• **Your goal**
Return the entries below word for word, omitting the pictures.

═════ Data supplied

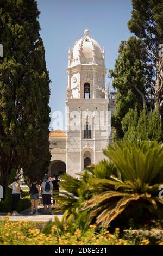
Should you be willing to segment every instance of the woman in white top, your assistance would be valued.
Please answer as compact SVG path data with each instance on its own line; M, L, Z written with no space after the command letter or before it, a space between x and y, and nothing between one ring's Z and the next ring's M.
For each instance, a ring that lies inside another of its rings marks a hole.
M20 179L18 177L15 177L14 182L8 186L9 188L12 190L12 211L13 215L19 215L19 214L16 211L16 208L17 203L20 199Z

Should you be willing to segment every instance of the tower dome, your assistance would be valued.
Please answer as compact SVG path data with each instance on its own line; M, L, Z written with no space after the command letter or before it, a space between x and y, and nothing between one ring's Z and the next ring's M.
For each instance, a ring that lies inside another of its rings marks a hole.
M102 51L98 42L88 35L87 29L84 31L84 36L75 42L69 53L69 66L78 64L97 64L105 66L104 52Z

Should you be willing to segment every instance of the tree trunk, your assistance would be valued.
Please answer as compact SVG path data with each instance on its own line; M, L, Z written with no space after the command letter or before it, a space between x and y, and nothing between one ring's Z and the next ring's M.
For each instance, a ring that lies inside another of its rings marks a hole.
M9 175L9 161L3 156L0 157L0 185L3 186L4 197Z
M159 109L160 117L163 117L163 57L156 60L156 79L154 89L154 108Z

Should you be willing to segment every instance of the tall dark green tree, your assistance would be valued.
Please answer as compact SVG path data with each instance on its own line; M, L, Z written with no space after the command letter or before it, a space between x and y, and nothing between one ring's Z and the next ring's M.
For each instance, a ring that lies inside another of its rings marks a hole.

══════════

• **Result**
Should you be willing to segment every instance of the woman in white top, your assistance would be valued.
Please answer as compact SVG path data with each instance on its own line; M, L, Z written with no space after the command letter or before it, a space between x and y, and nothing between one ring's Z and the next ring's M.
For each instance, a ring that lies inside another of its rings marks a hole.
M20 179L18 177L15 177L14 182L8 186L9 188L12 190L12 211L13 215L19 215L19 214L16 211L16 208L17 203L20 199Z

Should you be willing to segment every instance of the tower dome, your assistance would be valued.
Please answer as compact SVG path data with each instance on its own line; M, L, Z written with no space after the command letter or before it, a space between x and y, and nothing between one ring's Z and the next ring's M.
For each instance, a ring that lies inside another of its rings marks a hole.
M102 51L98 42L88 35L87 29L84 31L84 36L75 42L69 53L69 66L78 64L97 64L105 66L104 52Z

Should you be willing to segment every instance of the tree trunk, your assistance would be valued.
Please answer as compact SVG path data with each instance on its own line; M, L, Z written with no space after the command letter or before it, a space between x and y, and nothing between one ring's Z and the next ring's M.
For each instance, a ring that lies inside another of its rings marks a hole.
M9 175L9 161L3 156L0 157L0 185L3 186L4 197Z
M159 109L160 117L163 117L163 57L156 60L156 79L154 89L154 108Z

Should you be willing to segment every instance of the tall dark green tree, your assistance would be valued.
Please answer as compact SVG path data with each instance on its own line; M, L, Z written with no space after the command letter or before it, a space between x and y, and nothing between one ring's Z and the next ring's M.
For each instance, a ring that lies inside another of its rings marks a hole.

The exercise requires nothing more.